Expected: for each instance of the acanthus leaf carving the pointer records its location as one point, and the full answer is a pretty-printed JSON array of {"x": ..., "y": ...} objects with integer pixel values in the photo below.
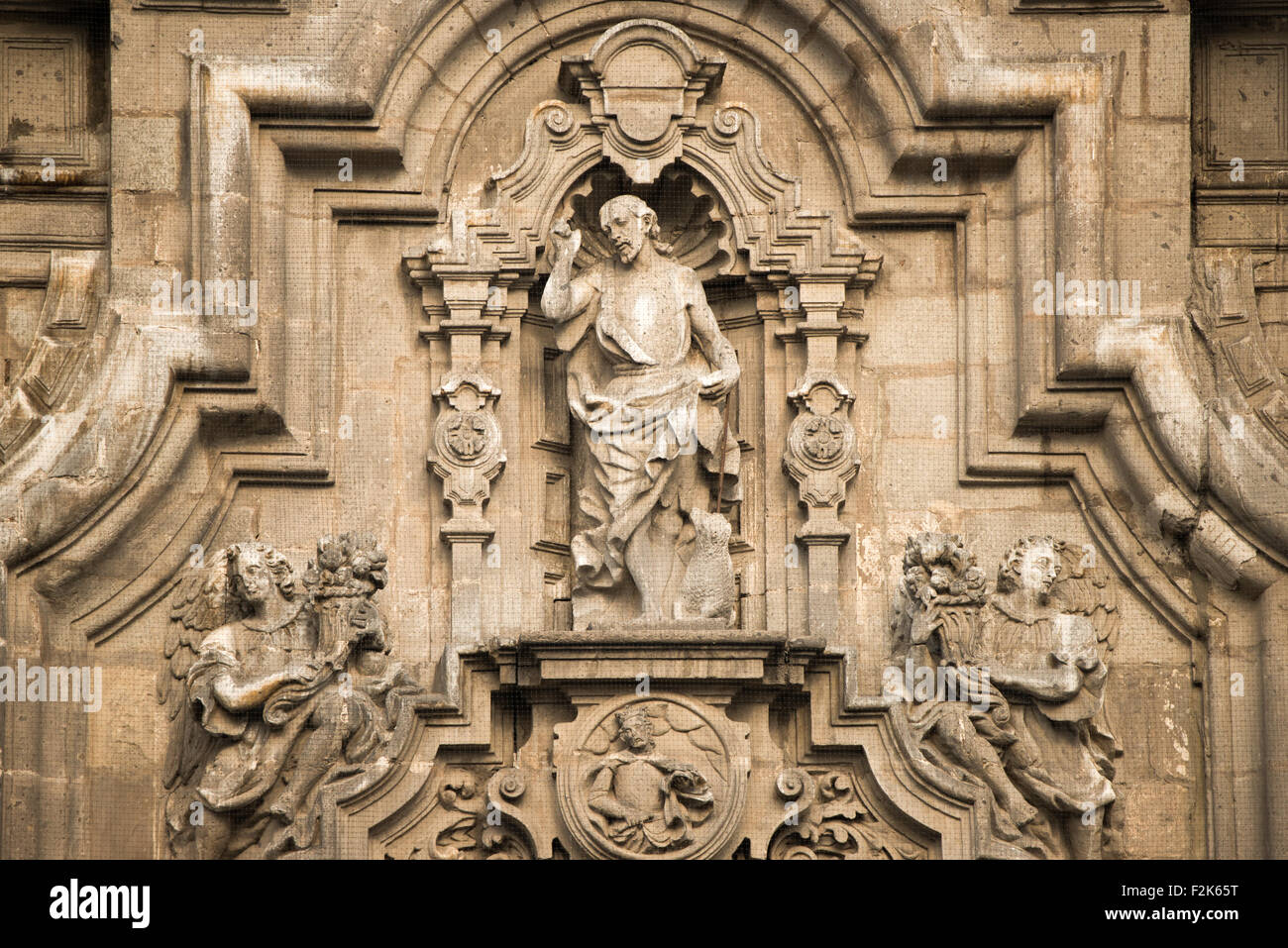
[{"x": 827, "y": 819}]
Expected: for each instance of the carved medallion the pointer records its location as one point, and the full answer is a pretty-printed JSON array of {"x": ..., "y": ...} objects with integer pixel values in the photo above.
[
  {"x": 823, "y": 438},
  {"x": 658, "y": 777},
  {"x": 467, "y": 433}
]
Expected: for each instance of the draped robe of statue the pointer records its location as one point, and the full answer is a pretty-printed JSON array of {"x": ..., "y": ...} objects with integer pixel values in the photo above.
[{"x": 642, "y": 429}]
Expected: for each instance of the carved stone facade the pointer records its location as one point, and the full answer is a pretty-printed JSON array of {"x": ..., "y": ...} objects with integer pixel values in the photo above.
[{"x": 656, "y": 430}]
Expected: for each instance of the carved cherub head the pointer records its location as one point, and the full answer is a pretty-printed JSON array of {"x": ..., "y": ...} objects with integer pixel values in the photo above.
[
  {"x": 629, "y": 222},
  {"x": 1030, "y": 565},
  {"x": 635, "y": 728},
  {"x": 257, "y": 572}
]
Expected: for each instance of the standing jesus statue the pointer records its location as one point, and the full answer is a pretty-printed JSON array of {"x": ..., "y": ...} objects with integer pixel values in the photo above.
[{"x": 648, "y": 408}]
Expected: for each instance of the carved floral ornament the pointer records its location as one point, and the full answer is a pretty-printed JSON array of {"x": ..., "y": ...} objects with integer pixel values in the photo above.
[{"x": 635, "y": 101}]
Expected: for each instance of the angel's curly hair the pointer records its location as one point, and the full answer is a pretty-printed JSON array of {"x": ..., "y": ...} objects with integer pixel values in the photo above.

======

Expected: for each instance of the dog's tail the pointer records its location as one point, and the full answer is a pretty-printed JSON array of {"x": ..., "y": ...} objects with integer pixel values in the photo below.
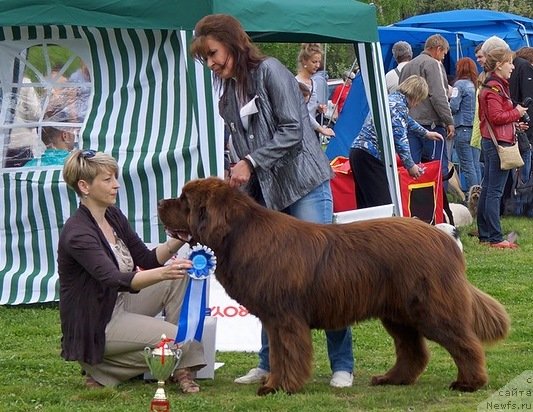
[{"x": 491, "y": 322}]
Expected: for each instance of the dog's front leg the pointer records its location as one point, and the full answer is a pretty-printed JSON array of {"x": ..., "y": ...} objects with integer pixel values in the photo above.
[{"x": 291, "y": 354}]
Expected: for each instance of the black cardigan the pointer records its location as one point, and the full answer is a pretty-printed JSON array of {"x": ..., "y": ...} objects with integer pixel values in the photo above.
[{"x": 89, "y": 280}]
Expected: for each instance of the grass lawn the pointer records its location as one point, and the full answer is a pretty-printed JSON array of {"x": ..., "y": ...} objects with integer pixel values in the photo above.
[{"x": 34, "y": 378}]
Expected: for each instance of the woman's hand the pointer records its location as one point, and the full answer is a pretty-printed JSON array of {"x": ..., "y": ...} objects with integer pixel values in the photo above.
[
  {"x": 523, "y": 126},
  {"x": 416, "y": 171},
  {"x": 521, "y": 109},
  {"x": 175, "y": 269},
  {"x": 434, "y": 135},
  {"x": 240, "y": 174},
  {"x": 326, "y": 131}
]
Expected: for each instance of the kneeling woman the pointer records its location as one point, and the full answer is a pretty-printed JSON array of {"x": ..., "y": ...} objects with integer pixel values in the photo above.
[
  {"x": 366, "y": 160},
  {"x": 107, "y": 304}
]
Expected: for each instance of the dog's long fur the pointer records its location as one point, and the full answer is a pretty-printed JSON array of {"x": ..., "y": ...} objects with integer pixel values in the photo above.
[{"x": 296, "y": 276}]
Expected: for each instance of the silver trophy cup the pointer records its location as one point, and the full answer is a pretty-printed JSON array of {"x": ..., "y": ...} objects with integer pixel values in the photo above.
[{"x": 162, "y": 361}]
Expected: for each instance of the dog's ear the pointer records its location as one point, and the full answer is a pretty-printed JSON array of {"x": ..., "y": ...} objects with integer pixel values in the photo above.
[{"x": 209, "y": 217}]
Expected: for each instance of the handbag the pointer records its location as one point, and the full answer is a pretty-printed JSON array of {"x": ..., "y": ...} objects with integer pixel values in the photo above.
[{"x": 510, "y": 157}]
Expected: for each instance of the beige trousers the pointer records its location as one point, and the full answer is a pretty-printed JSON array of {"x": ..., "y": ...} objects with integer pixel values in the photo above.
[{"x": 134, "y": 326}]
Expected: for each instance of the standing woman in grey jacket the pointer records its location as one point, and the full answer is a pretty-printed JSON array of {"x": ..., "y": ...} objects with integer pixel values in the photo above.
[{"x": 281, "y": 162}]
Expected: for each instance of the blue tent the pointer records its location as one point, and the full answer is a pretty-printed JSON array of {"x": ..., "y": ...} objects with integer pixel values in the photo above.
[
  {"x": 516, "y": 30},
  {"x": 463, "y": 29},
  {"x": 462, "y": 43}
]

======

▸ Exercise task
Reproduce word for word the stretch from the line containing "Expected: for each instance of the standing jesus" through the line containing "Expected: for each instance of the angel's", including both of those lines.

▸ Final result
Expected: for each instance of the standing jesus statue the pointer records its location as one point, and the full answer is a pretty-printed JSON array of {"x": ..., "y": ...} objects with integer pixel values in the photo above.
[{"x": 648, "y": 408}]
Expected: for each instance of the carved floral ornament the pointer records its location as one point, and the full answer is a pretty-printed JSON array of {"x": ..., "y": ...} objects with integer pixel values in the photo above.
[{"x": 635, "y": 101}]
Expected: for each instance of the angel's curly hair the pointer records its location as one point, and the full answer is a pretty-printed JSON array of {"x": ..., "y": ...} objects with integer pixel values in the photo above.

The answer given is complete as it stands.